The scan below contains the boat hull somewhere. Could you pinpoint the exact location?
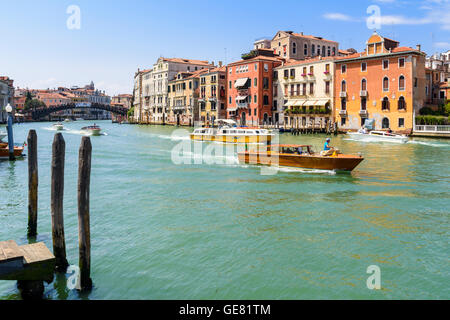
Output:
[347,132,409,143]
[238,152,364,172]
[191,134,272,143]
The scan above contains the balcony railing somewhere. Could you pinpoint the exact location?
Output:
[414,125,450,133]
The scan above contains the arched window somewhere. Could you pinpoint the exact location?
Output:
[381,97,389,110]
[383,77,389,91]
[361,79,367,91]
[398,76,405,91]
[398,96,406,110]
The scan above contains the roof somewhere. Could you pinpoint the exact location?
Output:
[228,56,285,66]
[278,57,336,69]
[162,58,211,66]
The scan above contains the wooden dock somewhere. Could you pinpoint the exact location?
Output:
[0,240,55,282]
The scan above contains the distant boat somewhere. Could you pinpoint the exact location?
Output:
[53,122,64,131]
[0,142,24,159]
[347,131,409,143]
[81,123,101,136]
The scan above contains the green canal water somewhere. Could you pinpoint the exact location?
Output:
[0,122,450,299]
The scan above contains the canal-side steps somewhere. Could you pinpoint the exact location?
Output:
[0,240,56,282]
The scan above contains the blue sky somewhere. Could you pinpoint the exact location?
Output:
[0,0,450,95]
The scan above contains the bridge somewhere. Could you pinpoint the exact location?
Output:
[31,103,128,120]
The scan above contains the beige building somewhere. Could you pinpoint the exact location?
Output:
[274,56,335,129]
[167,69,208,126]
[270,31,339,60]
[148,57,214,124]
[198,62,227,125]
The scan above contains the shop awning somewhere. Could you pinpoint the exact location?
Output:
[234,78,248,88]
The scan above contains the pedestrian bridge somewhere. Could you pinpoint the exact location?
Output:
[31,103,128,120]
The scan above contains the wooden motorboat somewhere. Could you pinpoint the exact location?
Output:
[238,145,364,172]
[191,119,274,143]
[347,131,409,143]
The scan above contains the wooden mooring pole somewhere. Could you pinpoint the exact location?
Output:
[27,130,38,237]
[51,133,69,272]
[78,137,92,290]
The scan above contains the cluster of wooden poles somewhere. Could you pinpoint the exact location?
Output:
[27,130,92,291]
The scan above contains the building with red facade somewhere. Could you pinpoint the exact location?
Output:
[227,49,284,126]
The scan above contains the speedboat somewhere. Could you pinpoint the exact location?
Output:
[53,122,64,131]
[81,123,101,136]
[347,131,409,143]
[238,144,364,172]
[0,142,24,159]
[191,119,274,143]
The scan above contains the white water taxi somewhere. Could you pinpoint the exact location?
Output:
[191,120,274,143]
[81,123,101,136]
[347,130,409,143]
[53,122,64,131]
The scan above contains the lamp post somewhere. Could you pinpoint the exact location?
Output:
[5,103,16,161]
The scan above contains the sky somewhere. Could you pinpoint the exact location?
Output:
[0,0,450,95]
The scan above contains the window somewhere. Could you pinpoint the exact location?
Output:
[341,98,347,111]
[361,62,367,72]
[381,97,389,111]
[383,77,389,91]
[398,97,406,110]
[398,76,405,91]
[361,79,367,91]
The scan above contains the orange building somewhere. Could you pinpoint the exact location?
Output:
[334,32,426,133]
[227,49,283,126]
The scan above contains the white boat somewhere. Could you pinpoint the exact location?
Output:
[347,131,409,143]
[81,123,101,136]
[53,122,64,131]
[191,119,274,143]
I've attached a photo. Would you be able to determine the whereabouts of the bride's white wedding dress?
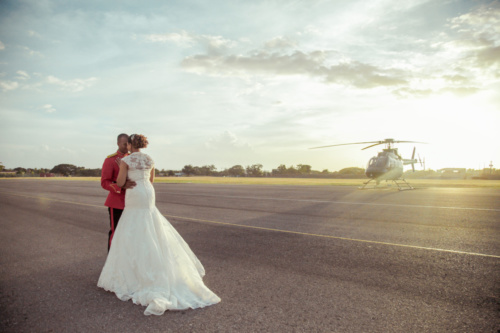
[97,152,220,315]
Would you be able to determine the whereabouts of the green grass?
[0,177,500,188]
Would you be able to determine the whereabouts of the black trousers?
[108,207,123,252]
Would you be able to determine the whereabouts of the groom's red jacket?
[101,150,128,209]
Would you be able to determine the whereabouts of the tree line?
[0,163,500,179]
[178,164,365,178]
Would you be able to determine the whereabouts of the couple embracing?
[97,134,220,315]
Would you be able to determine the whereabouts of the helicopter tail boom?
[403,147,418,172]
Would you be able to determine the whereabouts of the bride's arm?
[149,167,155,184]
[116,161,128,187]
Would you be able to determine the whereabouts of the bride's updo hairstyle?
[128,134,149,149]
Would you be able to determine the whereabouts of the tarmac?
[0,179,500,332]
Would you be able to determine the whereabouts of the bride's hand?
[122,179,135,190]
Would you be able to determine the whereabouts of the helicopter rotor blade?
[309,141,380,149]
[361,141,384,150]
[309,139,427,150]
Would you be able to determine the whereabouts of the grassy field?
[0,177,500,188]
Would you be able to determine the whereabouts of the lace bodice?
[122,152,155,181]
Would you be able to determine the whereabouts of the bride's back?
[122,152,154,182]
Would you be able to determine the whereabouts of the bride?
[97,134,220,315]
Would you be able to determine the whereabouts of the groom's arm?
[101,158,122,193]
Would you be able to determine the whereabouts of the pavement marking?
[0,191,500,259]
[156,191,500,212]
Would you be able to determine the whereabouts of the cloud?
[16,71,31,80]
[21,46,43,57]
[47,75,98,92]
[205,130,251,150]
[264,36,297,49]
[182,50,406,88]
[144,31,236,53]
[0,81,19,91]
[42,104,56,113]
[449,1,500,69]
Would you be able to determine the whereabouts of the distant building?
[40,172,56,177]
[437,168,467,179]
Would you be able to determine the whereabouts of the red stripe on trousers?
[109,208,115,247]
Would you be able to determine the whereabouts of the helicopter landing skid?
[359,178,415,191]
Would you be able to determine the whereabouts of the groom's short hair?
[116,133,128,142]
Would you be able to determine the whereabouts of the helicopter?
[309,139,426,191]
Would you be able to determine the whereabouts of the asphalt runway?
[0,179,500,332]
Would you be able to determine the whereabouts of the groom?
[101,133,135,252]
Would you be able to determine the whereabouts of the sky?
[0,0,500,171]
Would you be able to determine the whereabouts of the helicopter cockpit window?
[377,156,388,167]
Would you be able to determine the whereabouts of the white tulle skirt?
[97,206,220,315]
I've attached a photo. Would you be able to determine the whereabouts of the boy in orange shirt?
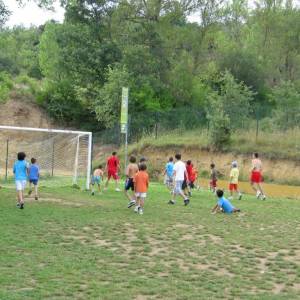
[133,163,149,215]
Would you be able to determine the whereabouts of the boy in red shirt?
[133,163,149,215]
[186,160,196,196]
[105,152,121,192]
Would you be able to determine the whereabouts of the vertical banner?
[121,87,128,172]
[121,87,128,134]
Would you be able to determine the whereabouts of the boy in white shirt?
[229,161,242,200]
[169,154,190,206]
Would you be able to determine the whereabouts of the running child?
[164,156,174,191]
[250,153,266,200]
[168,154,190,206]
[105,152,121,192]
[186,160,196,197]
[28,157,40,200]
[91,165,104,196]
[229,161,242,200]
[134,163,149,215]
[209,163,218,193]
[211,190,241,214]
[125,156,139,208]
[13,152,28,209]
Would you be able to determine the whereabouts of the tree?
[0,0,10,29]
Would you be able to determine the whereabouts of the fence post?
[51,139,54,177]
[5,139,9,181]
[255,115,259,144]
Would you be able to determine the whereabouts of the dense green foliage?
[0,0,300,145]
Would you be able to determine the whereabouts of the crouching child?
[211,190,241,214]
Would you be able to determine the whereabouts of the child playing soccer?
[229,161,242,200]
[250,153,266,200]
[91,165,104,196]
[164,157,174,191]
[211,190,241,214]
[134,163,149,215]
[28,157,40,200]
[209,163,218,193]
[168,154,190,206]
[13,152,28,209]
[186,160,197,197]
[125,156,139,208]
[105,152,121,192]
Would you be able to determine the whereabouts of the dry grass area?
[0,183,300,300]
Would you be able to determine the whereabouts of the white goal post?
[0,125,92,189]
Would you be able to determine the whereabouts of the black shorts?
[125,178,134,191]
[181,180,187,190]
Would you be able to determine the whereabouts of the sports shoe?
[183,198,190,206]
[127,200,135,208]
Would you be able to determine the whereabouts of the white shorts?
[135,193,147,199]
[16,180,26,191]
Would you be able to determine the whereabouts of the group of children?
[9,148,266,214]
[13,152,40,209]
[91,152,149,215]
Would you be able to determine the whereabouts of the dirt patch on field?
[26,198,85,207]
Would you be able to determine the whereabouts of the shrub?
[0,72,14,102]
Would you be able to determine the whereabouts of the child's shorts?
[16,180,26,191]
[209,179,217,187]
[174,180,183,194]
[250,171,262,183]
[125,178,134,191]
[165,175,173,185]
[229,183,237,192]
[92,176,101,185]
[189,181,195,189]
[107,170,119,180]
[29,179,39,185]
[135,192,147,199]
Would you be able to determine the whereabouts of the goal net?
[0,126,92,189]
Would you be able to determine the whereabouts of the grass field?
[0,183,300,300]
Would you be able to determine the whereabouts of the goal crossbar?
[0,125,92,190]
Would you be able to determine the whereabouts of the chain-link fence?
[93,105,300,145]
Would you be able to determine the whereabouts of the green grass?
[0,183,300,300]
[129,129,300,160]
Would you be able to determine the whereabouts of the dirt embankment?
[0,99,53,128]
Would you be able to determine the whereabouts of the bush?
[0,72,14,102]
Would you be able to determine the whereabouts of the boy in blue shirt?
[13,152,28,209]
[28,158,40,200]
[211,190,241,214]
[164,157,174,191]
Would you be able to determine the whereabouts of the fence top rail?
[0,125,92,135]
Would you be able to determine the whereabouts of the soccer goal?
[0,126,92,189]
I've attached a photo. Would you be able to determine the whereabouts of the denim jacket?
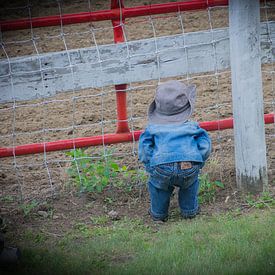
[138,121,211,171]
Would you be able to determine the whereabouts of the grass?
[2,209,275,274]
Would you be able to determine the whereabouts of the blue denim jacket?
[138,121,211,170]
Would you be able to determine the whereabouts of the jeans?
[148,162,201,219]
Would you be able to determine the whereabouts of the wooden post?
[229,0,268,193]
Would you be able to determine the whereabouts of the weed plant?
[67,149,146,193]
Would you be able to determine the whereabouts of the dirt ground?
[0,0,275,239]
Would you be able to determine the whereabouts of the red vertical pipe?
[111,0,130,134]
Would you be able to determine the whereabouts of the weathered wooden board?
[0,22,275,102]
[229,0,268,193]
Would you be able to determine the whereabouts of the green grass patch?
[2,209,275,274]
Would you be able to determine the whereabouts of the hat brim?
[148,85,196,124]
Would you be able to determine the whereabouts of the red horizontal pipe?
[0,114,274,157]
[0,0,228,31]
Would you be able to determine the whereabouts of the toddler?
[138,80,211,221]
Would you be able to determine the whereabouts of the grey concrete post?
[229,0,268,193]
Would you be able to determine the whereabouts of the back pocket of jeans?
[178,164,199,178]
[155,164,173,178]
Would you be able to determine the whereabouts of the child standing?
[138,80,211,221]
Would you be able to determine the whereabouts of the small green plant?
[67,149,140,193]
[20,200,39,217]
[246,192,275,209]
[199,174,224,203]
[90,215,109,225]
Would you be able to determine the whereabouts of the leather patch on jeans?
[180,161,192,170]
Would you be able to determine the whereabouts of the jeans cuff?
[181,206,200,218]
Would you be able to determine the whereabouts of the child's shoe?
[148,209,168,222]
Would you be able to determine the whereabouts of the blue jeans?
[148,162,201,219]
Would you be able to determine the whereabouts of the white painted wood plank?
[229,0,268,193]
[0,22,275,102]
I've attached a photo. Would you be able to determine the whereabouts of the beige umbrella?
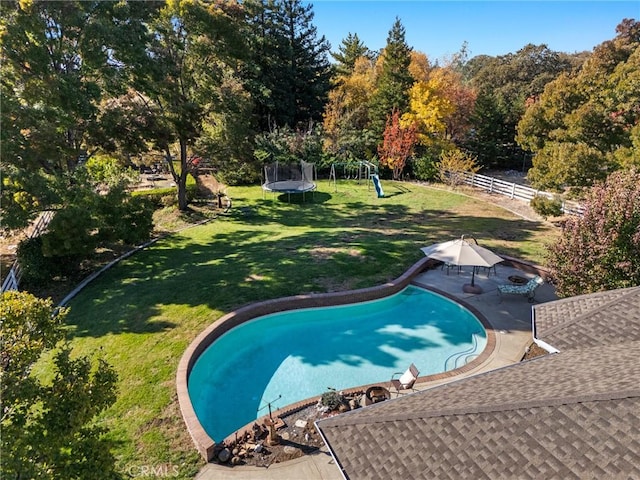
[420,235,503,293]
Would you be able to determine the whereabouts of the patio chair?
[498,275,544,303]
[391,363,420,393]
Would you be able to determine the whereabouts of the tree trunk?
[177,139,189,211]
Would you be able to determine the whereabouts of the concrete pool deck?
[195,265,557,480]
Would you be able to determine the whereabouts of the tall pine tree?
[331,32,373,76]
[250,0,331,130]
[370,17,413,138]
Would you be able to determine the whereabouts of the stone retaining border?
[176,257,542,462]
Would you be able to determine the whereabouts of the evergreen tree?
[331,32,373,76]
[247,0,331,131]
[370,18,413,141]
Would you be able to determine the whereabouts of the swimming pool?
[188,286,487,441]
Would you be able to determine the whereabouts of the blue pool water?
[188,286,487,441]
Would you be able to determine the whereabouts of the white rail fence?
[456,172,584,216]
[2,210,53,292]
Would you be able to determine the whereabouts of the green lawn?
[61,181,557,478]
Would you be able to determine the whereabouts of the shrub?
[411,157,438,181]
[16,237,79,287]
[437,149,480,187]
[529,195,562,219]
[320,390,342,410]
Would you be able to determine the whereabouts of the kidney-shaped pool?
[188,285,487,441]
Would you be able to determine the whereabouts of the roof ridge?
[543,286,640,337]
[322,388,640,425]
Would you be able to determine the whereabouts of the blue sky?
[310,0,640,61]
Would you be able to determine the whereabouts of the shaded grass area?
[61,182,558,478]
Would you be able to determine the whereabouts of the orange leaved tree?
[378,110,418,180]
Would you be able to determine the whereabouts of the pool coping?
[176,256,535,462]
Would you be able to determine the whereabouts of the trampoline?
[262,161,316,200]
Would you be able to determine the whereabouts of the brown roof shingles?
[317,289,640,480]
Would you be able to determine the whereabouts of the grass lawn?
[61,181,558,478]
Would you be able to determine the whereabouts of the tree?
[370,18,413,137]
[0,291,117,480]
[465,44,573,168]
[248,0,331,131]
[323,57,377,162]
[331,32,373,78]
[378,110,417,180]
[124,0,245,210]
[436,149,480,188]
[0,0,153,228]
[517,20,640,190]
[548,170,640,297]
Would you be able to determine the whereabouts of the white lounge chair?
[498,275,544,303]
[391,363,420,393]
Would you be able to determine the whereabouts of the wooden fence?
[456,172,584,216]
[2,210,53,292]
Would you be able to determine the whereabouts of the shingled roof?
[317,288,640,480]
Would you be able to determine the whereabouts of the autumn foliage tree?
[549,170,640,297]
[378,110,417,180]
[0,291,117,480]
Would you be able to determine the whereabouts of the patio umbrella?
[420,235,503,293]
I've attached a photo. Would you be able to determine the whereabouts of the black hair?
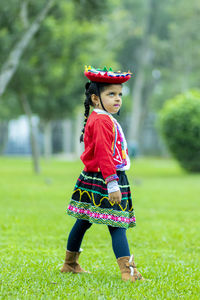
[80,81,111,143]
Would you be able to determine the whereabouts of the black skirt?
[67,171,136,228]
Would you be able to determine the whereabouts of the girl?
[61,67,143,281]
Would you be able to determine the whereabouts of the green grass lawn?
[0,158,200,300]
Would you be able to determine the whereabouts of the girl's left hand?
[108,190,122,204]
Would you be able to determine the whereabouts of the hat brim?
[84,71,131,84]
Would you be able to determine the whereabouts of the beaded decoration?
[84,66,132,84]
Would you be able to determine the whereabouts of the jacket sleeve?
[93,115,119,184]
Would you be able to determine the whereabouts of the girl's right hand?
[108,190,122,204]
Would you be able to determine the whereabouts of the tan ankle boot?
[60,250,89,273]
[117,255,144,281]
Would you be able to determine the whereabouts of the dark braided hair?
[80,81,110,143]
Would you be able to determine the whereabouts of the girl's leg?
[67,219,92,252]
[108,226,130,259]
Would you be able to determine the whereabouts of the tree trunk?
[0,0,55,97]
[128,0,155,144]
[44,121,52,159]
[20,95,40,174]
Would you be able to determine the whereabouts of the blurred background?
[0,0,200,173]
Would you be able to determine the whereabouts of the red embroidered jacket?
[81,111,127,183]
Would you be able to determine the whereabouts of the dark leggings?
[67,219,130,258]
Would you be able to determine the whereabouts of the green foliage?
[0,158,200,300]
[160,91,200,172]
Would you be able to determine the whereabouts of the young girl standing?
[61,67,143,281]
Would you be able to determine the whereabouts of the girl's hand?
[108,190,122,204]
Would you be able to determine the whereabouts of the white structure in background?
[5,116,31,155]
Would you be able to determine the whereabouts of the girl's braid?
[80,82,110,143]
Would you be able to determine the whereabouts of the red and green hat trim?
[84,66,132,84]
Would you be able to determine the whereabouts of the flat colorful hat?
[84,66,132,84]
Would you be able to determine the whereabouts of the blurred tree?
[0,1,112,172]
[159,90,200,172]
[104,0,200,152]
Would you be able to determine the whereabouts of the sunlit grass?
[0,158,200,299]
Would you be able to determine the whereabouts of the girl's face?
[93,84,122,114]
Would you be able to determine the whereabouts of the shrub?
[159,91,200,172]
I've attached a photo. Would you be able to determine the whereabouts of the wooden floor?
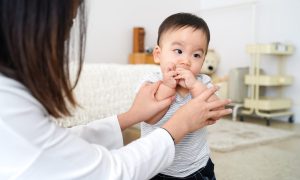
[123,117,300,180]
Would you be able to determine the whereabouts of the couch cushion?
[59,63,160,127]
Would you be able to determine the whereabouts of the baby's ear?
[152,45,161,63]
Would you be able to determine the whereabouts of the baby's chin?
[176,64,190,70]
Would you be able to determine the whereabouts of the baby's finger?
[196,86,219,101]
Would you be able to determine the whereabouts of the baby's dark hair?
[157,13,210,50]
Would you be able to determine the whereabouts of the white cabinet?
[242,43,294,125]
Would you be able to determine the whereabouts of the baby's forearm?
[190,81,219,102]
[155,83,176,101]
[190,81,207,98]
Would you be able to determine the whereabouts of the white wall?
[86,0,200,63]
[86,0,300,123]
[197,0,300,123]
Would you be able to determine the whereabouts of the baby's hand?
[163,63,178,89]
[175,68,197,90]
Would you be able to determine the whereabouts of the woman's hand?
[163,86,232,143]
[118,81,175,130]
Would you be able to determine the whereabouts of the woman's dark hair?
[157,13,210,52]
[0,0,86,117]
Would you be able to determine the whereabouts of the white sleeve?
[0,78,175,180]
[69,116,123,149]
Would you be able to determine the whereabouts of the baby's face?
[153,27,207,76]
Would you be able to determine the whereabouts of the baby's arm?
[145,64,177,124]
[176,68,219,108]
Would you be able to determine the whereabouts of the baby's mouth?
[176,64,190,70]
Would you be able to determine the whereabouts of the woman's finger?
[207,109,232,119]
[207,99,231,110]
[148,81,161,95]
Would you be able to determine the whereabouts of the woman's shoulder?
[0,74,47,114]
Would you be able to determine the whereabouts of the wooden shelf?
[129,53,155,64]
[246,43,294,55]
[244,97,292,111]
[245,75,293,86]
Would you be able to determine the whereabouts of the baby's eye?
[174,49,182,54]
[194,54,201,58]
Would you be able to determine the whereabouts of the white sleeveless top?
[141,72,212,177]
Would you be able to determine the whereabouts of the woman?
[0,0,231,180]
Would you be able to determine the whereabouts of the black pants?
[151,159,216,180]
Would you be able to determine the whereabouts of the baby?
[141,13,224,179]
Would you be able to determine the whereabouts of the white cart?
[240,43,294,125]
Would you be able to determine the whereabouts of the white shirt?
[0,74,174,180]
[141,72,212,177]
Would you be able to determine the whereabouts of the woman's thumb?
[158,96,175,109]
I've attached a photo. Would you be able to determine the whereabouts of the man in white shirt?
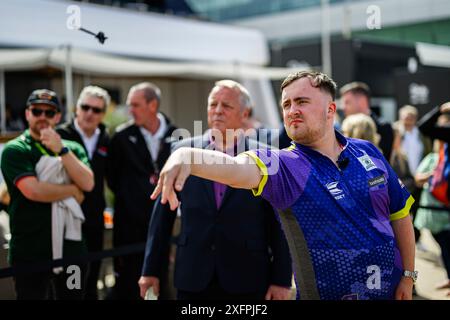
[107,82,175,299]
[57,86,111,300]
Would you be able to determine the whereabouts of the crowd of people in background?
[1,73,450,300]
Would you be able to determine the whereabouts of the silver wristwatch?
[403,270,419,283]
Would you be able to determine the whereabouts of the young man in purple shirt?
[152,71,417,300]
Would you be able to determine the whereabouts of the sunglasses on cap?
[80,104,103,114]
[30,108,57,119]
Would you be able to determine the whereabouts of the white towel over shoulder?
[35,156,84,273]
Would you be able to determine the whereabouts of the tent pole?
[321,0,332,77]
[64,44,73,122]
[0,69,6,133]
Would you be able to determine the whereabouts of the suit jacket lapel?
[129,125,153,166]
[220,137,248,207]
[201,133,217,208]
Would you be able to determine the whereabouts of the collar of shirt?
[73,119,100,159]
[139,113,167,161]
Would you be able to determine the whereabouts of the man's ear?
[327,101,337,116]
[25,108,30,121]
[55,112,62,124]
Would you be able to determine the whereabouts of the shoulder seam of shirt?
[244,151,268,196]
[389,195,415,221]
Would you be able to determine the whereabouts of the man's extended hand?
[150,148,191,210]
[138,276,159,299]
[265,284,291,300]
[395,277,413,300]
[72,184,84,204]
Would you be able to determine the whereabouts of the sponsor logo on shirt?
[358,154,377,171]
[369,175,386,187]
[326,181,345,200]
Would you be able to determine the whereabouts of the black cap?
[27,89,60,110]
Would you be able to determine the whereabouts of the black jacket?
[106,118,175,245]
[370,112,394,161]
[142,136,292,294]
[56,121,109,229]
[417,107,450,143]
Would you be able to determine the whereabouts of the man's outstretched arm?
[151,148,262,210]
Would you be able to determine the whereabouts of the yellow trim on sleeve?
[283,144,296,151]
[389,196,415,221]
[244,151,268,196]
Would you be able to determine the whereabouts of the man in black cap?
[1,89,94,300]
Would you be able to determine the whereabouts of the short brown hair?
[339,81,370,99]
[280,71,337,100]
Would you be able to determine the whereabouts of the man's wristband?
[58,147,70,157]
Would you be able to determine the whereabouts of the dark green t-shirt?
[1,130,89,264]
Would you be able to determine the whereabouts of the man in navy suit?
[139,80,292,300]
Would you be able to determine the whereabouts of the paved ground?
[0,214,450,300]
[416,230,450,300]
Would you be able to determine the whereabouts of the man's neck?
[142,116,161,134]
[75,119,97,138]
[211,130,239,152]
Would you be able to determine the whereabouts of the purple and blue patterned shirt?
[247,132,414,300]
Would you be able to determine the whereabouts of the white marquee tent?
[0,0,302,129]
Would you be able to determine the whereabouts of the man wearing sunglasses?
[107,82,175,300]
[1,89,94,300]
[57,86,111,300]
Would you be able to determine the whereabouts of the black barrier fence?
[0,206,450,279]
[0,242,145,279]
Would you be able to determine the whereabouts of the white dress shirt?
[402,127,423,175]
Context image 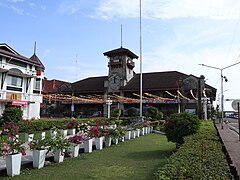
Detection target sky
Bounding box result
[0,0,240,110]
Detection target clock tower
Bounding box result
[103,47,138,93]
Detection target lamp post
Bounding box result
[199,62,240,129]
[106,98,112,119]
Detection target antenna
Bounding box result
[139,0,143,121]
[75,54,78,81]
[33,41,37,54]
[121,24,122,48]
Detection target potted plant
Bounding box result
[50,126,59,138]
[28,136,50,169]
[104,128,119,147]
[116,126,127,142]
[68,132,85,157]
[88,124,104,150]
[68,119,78,135]
[0,121,26,176]
[21,120,35,142]
[49,133,71,163]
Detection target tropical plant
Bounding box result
[28,137,51,150]
[111,108,121,119]
[0,138,26,156]
[68,118,78,129]
[2,121,20,138]
[49,133,71,152]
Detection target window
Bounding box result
[7,75,23,87]
[33,78,41,91]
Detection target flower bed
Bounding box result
[156,122,231,180]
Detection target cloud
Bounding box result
[43,49,51,57]
[57,0,81,15]
[94,0,240,20]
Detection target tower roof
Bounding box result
[103,47,138,59]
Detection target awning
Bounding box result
[11,100,28,106]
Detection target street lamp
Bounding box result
[199,62,240,129]
[106,98,112,119]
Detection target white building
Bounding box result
[0,43,45,120]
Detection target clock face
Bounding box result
[108,74,120,90]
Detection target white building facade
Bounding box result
[0,43,45,120]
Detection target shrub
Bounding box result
[127,107,138,117]
[157,111,163,119]
[155,121,232,180]
[0,107,23,126]
[111,108,121,119]
[164,112,200,147]
[145,106,158,119]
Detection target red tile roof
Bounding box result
[0,43,44,69]
[42,79,68,94]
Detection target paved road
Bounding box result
[224,118,239,133]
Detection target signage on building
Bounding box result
[232,99,240,111]
[11,100,28,106]
[6,93,21,100]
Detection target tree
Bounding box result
[127,107,138,117]
[146,106,158,119]
[164,112,200,147]
[0,107,23,125]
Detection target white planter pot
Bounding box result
[144,127,148,134]
[147,126,151,134]
[150,127,153,133]
[105,137,112,147]
[70,143,80,157]
[33,149,46,169]
[25,134,34,142]
[120,137,125,142]
[50,130,57,138]
[113,138,119,144]
[125,131,131,140]
[6,153,22,176]
[131,131,136,139]
[40,132,46,140]
[84,139,93,153]
[54,150,64,163]
[95,137,103,150]
[135,129,140,137]
[61,129,67,137]
[68,129,76,135]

■ ■ ■ ■ ■ ■ ■

> **REQUIRED WORK**: Render the lines from the start of the records through the one containing "[398,96,406,110]" as a Markdown table with the columns No. and Text. Include both end lines, skip blank lines, and leave out the pictures.

> **PROBLEM SOLUTION**:
| No. | Text |
|---|---|
| 1 | The scan below contains the boat hull somewhere. Could you pinpoint the exact location? |
| 2 | Output: |
| 3 | [347,132,409,143] |
| 4 | [238,152,364,172] |
| 5 | [191,134,272,143] |
| 6 | The scan above contains the balcony railing somewhere. Could you pinpoint the exact location? |
| 7 | Output: |
| 8 | [414,125,450,133] |
| 9 | The scan above contains the arched window somewhere. Could you pinpoint the exact location? |
| 10 | Output: |
| 11 | [381,97,389,110] |
| 12 | [383,77,389,91] |
| 13 | [361,79,367,91] |
| 14 | [398,76,405,91] |
| 15 | [398,96,406,110] |